*Set task*.
Print the data below verbatim, with every line kept unchanged.

*Dataset entries*.
◇ ◇ ◇

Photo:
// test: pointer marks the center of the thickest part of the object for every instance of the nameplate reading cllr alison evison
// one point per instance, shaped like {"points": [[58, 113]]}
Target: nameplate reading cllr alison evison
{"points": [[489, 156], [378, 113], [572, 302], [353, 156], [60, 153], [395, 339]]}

◇ ◇ ◇

*Solved exercise*.
Photo:
// test: pointer marks the center of the thickest part of the object for every instance of the nameplate reading cllr alison evison
// one point per instance, shaped like {"points": [[58, 113]]}
Target: nameplate reading cllr alison evison
{"points": [[489, 156], [378, 113], [572, 302], [353, 156], [60, 153], [395, 339]]}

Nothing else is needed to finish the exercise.